In the root canal text, what does the dentist first use to numb the affected area?

Study text START

Sometimes it takes more than great dental habits and regular visits to keep your teeth healthy and whole. There are times when dental procedures such as root canal therapy are essential.
This procedure has a bad reputation; but in reality, most root canal patients experience long-term relief! So, let’s get down to the facts of root canals—and bring comfort to those who are anticipating needing one.
What Is a Root Canal?
To understand why root canal treatment is scary to some people, it’s important to look at what a root canal is.
The “root canal” is the term for the center of each tooth where the vulnerable pulp and the central nerve of each tooth resides. But the term is also used commonly to refer to root canal treatment or root canal therapy, which is a dental procedure in which the nerve and pulp of a tooth is removed.
That certainly does sound unpleasant! But it’s a treatment option that’s employed in order to repair and ultimately save a tooth that has been damaged by decay or trauma.
When Does Someone Need a Root Canal?
Root canal treatments aren’t meant to be administered all willy-nilly! This procedure is used to remove a damaged or infected nerve from the tooth, saving the tooth structure and saving the patient from a great deal of pain.
The most common reasons that a person may need a root canal treatment include:
- Severe tooth decay that penetrates the delicate inside of the tooth, or an abscess or infection from decay
- Trauma—such as cracking or breaking a tooth—that results in an exposed nerve
- A tooth dying due to prior trauma or infection that was left untreated
What Happens During a Root Canal?
Once it’s been determined that a root canal treatment is the right choice for keeping a patient’s teeth healthy, it’s time to schedule the actual procedure! Here’s what to expect if you’re having a root canal done:
First, the dentist will numb the affected area using Novocain. For cases of extreme sensitivity or anxiety, other sedation techniques may be used.

Study text END
Data section START

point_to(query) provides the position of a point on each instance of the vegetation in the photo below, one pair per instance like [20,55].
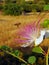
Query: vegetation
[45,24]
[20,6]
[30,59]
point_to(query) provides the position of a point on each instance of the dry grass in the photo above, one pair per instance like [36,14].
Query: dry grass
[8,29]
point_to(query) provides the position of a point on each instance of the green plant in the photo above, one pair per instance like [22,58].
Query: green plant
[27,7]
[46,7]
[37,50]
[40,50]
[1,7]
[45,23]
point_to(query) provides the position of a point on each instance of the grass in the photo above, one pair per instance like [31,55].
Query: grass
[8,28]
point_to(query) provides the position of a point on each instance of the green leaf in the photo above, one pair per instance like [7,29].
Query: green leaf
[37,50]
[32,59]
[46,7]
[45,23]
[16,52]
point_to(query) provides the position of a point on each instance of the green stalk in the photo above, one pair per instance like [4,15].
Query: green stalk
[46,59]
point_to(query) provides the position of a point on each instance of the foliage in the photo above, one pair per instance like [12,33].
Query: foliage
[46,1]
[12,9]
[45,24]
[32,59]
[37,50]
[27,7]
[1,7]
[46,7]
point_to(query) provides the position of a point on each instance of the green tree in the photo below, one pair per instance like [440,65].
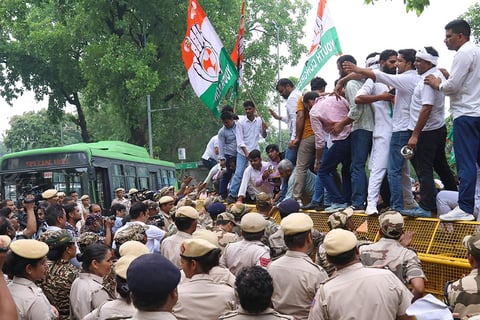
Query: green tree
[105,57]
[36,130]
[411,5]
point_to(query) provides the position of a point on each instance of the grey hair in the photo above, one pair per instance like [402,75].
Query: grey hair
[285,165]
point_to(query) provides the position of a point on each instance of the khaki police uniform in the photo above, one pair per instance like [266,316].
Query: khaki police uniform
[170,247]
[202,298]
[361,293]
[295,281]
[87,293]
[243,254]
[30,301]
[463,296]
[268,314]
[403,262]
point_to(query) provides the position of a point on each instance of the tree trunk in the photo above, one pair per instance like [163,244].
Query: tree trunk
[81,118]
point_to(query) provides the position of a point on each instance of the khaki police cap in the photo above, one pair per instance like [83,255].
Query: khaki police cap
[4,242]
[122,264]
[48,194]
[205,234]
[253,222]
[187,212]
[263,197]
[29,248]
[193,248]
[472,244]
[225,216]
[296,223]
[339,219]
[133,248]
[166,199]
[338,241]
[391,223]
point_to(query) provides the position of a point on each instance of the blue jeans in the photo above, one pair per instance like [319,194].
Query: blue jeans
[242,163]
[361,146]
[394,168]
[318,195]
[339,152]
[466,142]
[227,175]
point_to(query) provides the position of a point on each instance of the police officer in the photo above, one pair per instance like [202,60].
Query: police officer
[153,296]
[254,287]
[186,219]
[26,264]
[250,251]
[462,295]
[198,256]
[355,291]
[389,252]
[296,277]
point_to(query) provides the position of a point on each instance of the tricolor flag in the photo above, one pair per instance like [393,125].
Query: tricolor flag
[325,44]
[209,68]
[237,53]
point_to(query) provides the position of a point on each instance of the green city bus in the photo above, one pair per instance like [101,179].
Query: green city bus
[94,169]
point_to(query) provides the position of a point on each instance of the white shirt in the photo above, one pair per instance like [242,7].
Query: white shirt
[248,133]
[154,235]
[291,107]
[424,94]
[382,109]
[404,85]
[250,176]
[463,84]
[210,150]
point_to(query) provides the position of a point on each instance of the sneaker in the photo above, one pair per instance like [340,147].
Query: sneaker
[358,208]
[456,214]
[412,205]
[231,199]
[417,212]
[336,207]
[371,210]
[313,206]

Data section END
Data section START

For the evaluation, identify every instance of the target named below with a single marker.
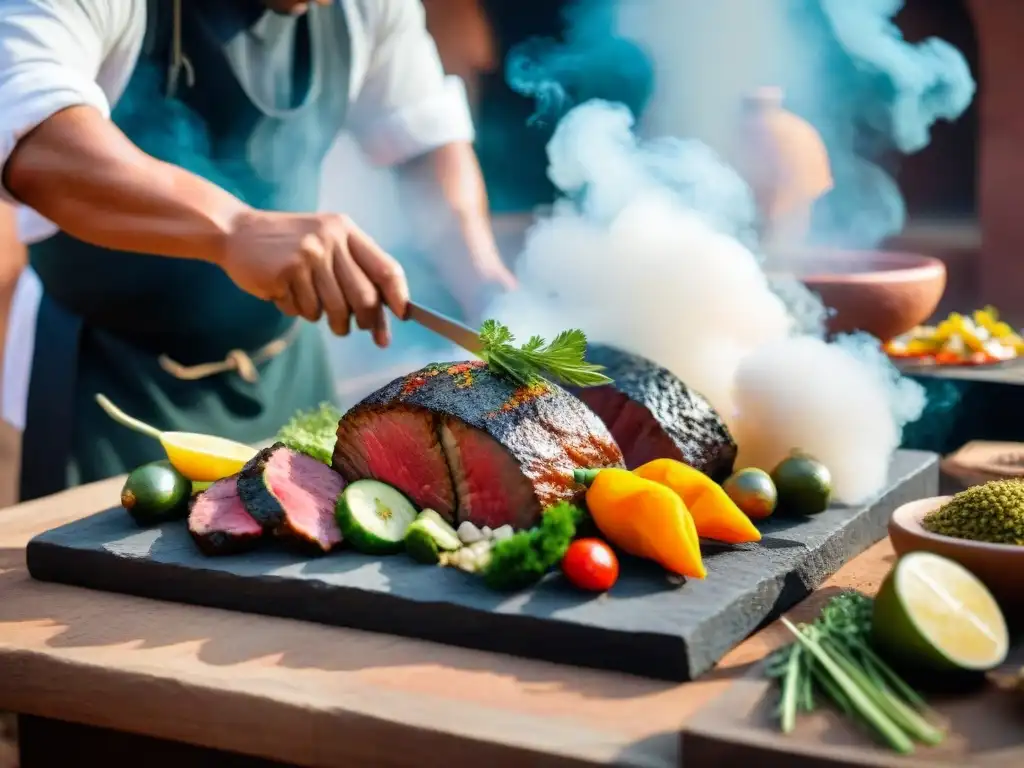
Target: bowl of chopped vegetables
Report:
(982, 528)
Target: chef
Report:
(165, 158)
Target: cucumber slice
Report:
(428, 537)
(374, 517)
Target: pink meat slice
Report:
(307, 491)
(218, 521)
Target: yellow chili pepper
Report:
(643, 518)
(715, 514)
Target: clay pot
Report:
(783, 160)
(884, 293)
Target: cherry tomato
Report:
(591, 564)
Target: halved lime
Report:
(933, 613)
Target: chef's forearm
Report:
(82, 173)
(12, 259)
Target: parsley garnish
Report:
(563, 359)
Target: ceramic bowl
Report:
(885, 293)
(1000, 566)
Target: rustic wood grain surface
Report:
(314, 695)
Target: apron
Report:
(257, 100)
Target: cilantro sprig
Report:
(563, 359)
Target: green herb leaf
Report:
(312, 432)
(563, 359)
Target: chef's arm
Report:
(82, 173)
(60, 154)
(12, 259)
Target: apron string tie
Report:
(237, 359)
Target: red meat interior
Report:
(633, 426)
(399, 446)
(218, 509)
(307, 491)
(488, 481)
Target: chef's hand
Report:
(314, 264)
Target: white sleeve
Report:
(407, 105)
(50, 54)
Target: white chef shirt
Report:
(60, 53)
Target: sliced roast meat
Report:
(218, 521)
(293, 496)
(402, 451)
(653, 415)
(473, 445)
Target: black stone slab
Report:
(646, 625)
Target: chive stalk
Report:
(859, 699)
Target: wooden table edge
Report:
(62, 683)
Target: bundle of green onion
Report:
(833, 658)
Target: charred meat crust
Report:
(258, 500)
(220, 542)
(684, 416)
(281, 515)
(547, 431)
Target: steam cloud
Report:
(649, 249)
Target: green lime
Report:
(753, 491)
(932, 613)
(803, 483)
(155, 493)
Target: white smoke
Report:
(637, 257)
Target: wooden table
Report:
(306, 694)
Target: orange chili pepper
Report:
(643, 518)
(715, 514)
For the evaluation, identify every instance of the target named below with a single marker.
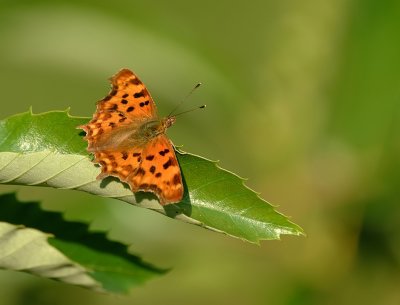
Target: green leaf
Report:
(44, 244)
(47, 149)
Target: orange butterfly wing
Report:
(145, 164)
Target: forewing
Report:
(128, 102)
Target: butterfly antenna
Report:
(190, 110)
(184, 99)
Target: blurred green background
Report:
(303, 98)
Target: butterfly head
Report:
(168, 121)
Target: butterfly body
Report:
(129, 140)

Data section END
Data section START

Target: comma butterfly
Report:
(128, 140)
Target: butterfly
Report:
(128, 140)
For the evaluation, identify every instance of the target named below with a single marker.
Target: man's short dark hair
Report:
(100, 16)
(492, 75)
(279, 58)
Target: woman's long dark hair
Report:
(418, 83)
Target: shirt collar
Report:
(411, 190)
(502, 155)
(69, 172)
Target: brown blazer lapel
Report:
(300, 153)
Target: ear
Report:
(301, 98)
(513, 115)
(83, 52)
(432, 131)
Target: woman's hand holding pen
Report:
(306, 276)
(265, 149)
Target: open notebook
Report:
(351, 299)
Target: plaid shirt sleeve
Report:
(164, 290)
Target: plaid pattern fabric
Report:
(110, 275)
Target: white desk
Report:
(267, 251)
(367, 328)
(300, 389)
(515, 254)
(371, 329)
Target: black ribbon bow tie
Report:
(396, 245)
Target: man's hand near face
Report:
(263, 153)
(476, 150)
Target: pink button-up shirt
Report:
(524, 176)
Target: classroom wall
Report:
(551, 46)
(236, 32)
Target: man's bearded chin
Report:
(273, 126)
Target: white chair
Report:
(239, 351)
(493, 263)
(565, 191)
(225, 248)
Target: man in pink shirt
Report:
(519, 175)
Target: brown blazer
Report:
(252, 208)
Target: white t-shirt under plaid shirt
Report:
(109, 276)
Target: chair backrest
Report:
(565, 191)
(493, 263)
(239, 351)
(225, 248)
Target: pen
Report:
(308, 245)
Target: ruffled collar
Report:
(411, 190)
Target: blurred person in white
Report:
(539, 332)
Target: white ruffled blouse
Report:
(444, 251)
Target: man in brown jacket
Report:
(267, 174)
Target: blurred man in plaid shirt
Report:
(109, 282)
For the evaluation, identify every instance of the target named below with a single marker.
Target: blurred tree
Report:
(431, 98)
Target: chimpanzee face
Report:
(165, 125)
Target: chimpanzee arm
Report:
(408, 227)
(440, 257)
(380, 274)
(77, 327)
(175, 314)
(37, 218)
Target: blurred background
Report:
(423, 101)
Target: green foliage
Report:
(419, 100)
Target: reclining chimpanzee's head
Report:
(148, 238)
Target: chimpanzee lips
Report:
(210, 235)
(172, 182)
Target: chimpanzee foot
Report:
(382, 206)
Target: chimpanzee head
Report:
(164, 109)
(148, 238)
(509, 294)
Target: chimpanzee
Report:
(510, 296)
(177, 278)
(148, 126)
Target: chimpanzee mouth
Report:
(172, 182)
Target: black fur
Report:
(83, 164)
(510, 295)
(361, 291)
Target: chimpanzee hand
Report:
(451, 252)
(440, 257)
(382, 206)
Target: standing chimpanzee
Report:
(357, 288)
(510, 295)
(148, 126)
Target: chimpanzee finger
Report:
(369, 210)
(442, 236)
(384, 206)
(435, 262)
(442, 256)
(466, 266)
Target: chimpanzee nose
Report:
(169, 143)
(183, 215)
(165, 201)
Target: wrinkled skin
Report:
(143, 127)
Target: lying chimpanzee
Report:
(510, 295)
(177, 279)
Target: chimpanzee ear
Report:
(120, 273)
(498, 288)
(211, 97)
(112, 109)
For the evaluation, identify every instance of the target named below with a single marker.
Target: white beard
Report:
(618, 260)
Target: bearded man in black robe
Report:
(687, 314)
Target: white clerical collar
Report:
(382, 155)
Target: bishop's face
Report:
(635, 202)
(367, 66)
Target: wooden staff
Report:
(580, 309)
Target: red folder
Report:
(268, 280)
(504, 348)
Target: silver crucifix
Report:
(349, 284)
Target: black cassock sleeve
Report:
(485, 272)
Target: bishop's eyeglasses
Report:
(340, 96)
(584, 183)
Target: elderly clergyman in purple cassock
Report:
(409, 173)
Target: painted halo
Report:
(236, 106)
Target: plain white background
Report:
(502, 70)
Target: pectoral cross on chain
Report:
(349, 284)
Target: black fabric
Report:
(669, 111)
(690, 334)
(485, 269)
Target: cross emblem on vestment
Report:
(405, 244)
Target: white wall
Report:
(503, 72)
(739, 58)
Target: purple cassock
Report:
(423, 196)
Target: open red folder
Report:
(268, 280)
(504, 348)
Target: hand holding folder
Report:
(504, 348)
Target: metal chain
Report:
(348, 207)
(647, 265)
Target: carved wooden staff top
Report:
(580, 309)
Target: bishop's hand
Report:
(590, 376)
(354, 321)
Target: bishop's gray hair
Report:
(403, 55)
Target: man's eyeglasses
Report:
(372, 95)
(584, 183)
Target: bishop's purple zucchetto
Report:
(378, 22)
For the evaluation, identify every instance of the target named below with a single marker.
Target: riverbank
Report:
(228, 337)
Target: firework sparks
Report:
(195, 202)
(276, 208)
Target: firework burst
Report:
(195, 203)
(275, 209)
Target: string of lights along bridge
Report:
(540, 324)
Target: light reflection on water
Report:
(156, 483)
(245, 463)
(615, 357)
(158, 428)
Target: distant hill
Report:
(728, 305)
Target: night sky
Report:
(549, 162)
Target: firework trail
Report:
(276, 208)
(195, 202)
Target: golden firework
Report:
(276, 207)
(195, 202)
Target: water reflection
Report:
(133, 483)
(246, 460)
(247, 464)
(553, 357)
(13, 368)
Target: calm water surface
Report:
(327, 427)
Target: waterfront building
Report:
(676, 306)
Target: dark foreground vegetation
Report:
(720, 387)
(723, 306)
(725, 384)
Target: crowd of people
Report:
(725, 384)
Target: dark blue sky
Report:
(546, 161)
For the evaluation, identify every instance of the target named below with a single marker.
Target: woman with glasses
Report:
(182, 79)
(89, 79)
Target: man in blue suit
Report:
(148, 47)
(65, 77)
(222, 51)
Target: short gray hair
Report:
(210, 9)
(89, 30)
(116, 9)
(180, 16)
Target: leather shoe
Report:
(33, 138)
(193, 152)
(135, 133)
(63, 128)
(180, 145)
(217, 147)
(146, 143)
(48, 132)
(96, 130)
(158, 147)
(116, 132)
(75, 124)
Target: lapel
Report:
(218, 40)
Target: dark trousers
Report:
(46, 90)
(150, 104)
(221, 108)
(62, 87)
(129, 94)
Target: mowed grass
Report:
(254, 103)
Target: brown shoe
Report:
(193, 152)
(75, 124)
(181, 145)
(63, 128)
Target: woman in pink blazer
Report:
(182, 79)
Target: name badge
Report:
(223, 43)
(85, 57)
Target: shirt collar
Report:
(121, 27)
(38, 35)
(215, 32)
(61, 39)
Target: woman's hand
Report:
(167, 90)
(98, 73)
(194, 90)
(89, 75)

Data section END

▶ **Result below**
Novocain